● **Text section**
::::::::::

Double Pointers

**Silent1Mezzo** · Jun 12 '07, 06:23 PM

Originally posted by Extremist

Hi there

I program in Linux, C++.

If you declare a char pointer in C++ , you would say

Code:

char *pointer;

And if you want to allocate memory for that pointer you would say

Code:

pointer = new char[50];

Now, if I want to declare a double pointer

Code:

char **pointer;

How would you allocate memory for such a double pointer?

[CODE=cpp]char **pointer;
pointer= new *char[50];[/CODE]
That's how you can declare a double pointer

PS...I'm a c programmer...no t having to malloc it is really nice.

**Extremist** · Jun 12 '07, 06:31 PM

Originally posted by Silent1Mezzo

[CODE=cpp]char **pointer;
pointer= new *char[50];[/CODE]
That's how you can declare a double pointer

PS...I'm a c programmer...no t having to malloc it is really nice.

Ok...
I did that

I get a segmentation fault

I have established that if only saying

Code:

char *pointer[50];

works nicely, but I was just wondering
Thanx for your input though.

PS I'm also used to C myself

**ilikepython** · Jun 12 '07, 08:54 PM

Originally posted by Extremist

Ok...
I did that

I get a segmentation fault

I have established that if only saying

Code:

char *pointer[50];

works nicely, but I was just wondering
Thanx for your input though.

PS I'm also used to C myself

I think double pointers are declared like this:
[code=cpp]
char **pointer;
pointer = new char*[50];
[/code]
I tried it and it works.

**emaghero** · Jun 12 '07, 09:01 PM

Originally posted by Extremist

Hi there

I program in Linux, C++.

::::::::::

● **Raw data**
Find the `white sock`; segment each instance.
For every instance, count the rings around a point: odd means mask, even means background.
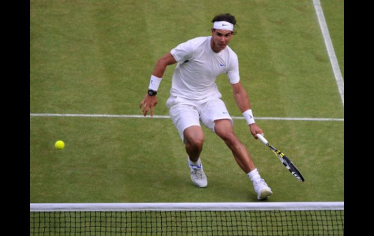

::::::::::

● **Set of tasks**
1. Using the double pointers thread, decide whether each statement agrees with it: (a) Extremist programs in Linux with C++. (b) Extremist reported that Silent1Mezzo's code ran without any error. (c) ilikepython tested the code that uses new char*[50]. Answer yes or no for each, quoting the deciding words.
2. In the double pointers thread, which allocation statement does ilikepython give for char **pointer?
3. Resume the double pointers thread, starting after its last sentence.

● **In response**
1.
(a) Yes: "I program in Linux, C++."
(b) No: "I get a segmentation fault"
(c) Yes: "I tried it and it works."

2. pointer = new char*[50];

3.
If you declare a char pointer in C++ , you would say

Code:

char *pointer;

And if you want to allocate memory for that pointer you would say

Code:

pointer = new char[50];

Now, if I want to declare a double pointer

Code:

char **pointer;

How would you allocate memory for such a double pointer?

If by "double pointer" you mean a pointer to a pointer use the following:

Code:

char **p=new(char *[size]);//size MUST be of type int
//round brackets are for clarity
//the code will work without them

This will work for pointers of any type (Naturally you can't mix types).

Dynamic memory allocation is second nature to me.
All hail the new operator.

**Extremist** · Jun 13 '07, 01:30 PM

Oh, thank you soooo much!!!!
You really helped me!!! I'm really greatful!
I've been struggling somehow with this, so thank you

Zel ;)

**Arvind07** · Jul 6 '07, 02:04 PM

Kindly check this program for double pointer allocation
[code=c]
#include <stdio.h>

int main ()
{
int **p; /* 3*4 allocation */
int i,j;
p = malloc (3*sizeof (int));
printf ("Address of p:%p\n", p);

for (i=0; i<4; i++)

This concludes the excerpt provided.